2.3.3. Knowledge Fusion Module
Upon completion of the knowledge extraction process, a substantial amount of knowledge may be susceptible to duplication and redundancy issues, resulting in redundant and bewildering information. Knowledge fusion enables the identification and elimination of duplicate and redundant knowledge, thereby reducing information redundancy and enhancing information utilization efficiency. This facilitates more effective knowledge management and utilization, mitigating wastage of resources and repetition of labor. There are five commonly employed fusion methods:
String matching: String matching methods involve comparing the similarity between entity names or identifiers to facilitate matching and merging. For instance, algorithms like edit distance and Jaccard similarity can be employed to calculate the similarity between entity names, and a predetermined threshold can be set to determine whether they belong to the same entity. It is suitable for situations that require exact or fuzzy matching, such as recognizing and linking named entities, terminology matching, and information extraction. Although string matching algorithms are intuitive and effective, they may face efficiency issues in complex and large-scale scenarios. They are unable to handle semantic and contextual information, which can lead to poor performance when long strings are involved or when the match similarity is low.

* [Information provided]:
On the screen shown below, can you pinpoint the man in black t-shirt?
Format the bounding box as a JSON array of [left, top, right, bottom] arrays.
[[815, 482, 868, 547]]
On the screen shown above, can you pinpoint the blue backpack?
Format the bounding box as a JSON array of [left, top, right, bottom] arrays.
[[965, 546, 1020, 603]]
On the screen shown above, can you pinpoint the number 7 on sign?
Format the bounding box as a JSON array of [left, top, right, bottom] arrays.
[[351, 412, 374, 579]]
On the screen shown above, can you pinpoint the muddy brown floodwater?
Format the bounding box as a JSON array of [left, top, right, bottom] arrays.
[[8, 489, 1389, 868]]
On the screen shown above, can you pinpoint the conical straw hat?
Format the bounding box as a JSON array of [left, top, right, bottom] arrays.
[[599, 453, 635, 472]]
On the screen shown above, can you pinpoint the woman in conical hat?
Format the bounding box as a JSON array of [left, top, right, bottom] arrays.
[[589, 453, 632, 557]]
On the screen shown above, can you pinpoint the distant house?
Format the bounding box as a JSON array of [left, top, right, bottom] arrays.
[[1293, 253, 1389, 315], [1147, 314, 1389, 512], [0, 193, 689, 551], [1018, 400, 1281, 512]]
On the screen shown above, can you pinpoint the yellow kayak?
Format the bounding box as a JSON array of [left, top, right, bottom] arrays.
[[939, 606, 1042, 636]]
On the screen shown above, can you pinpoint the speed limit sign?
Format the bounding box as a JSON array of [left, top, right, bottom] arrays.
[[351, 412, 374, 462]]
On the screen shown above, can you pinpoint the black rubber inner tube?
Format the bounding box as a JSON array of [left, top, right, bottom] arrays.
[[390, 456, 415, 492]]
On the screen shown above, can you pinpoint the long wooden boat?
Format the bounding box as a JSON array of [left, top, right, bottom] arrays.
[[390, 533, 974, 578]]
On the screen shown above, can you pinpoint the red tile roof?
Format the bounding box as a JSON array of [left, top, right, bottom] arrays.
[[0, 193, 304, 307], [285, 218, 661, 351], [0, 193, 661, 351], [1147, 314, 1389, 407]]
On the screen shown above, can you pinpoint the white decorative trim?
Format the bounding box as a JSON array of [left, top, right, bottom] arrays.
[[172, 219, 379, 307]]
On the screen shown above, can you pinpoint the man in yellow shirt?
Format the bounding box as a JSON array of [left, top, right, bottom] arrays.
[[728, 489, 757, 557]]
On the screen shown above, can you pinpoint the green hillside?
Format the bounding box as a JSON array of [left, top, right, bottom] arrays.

* [Work required]:
According to the knowledge fusion text, why can string matching perform poorly with long strings or low match similarity? Answer in one to three sentences. The lines have no connection to the text.

* [Full solution]:
String matching cannot handle semantic and contextual information. Because of this, it can perform poorly when long strings are involved or when the match similarity is low.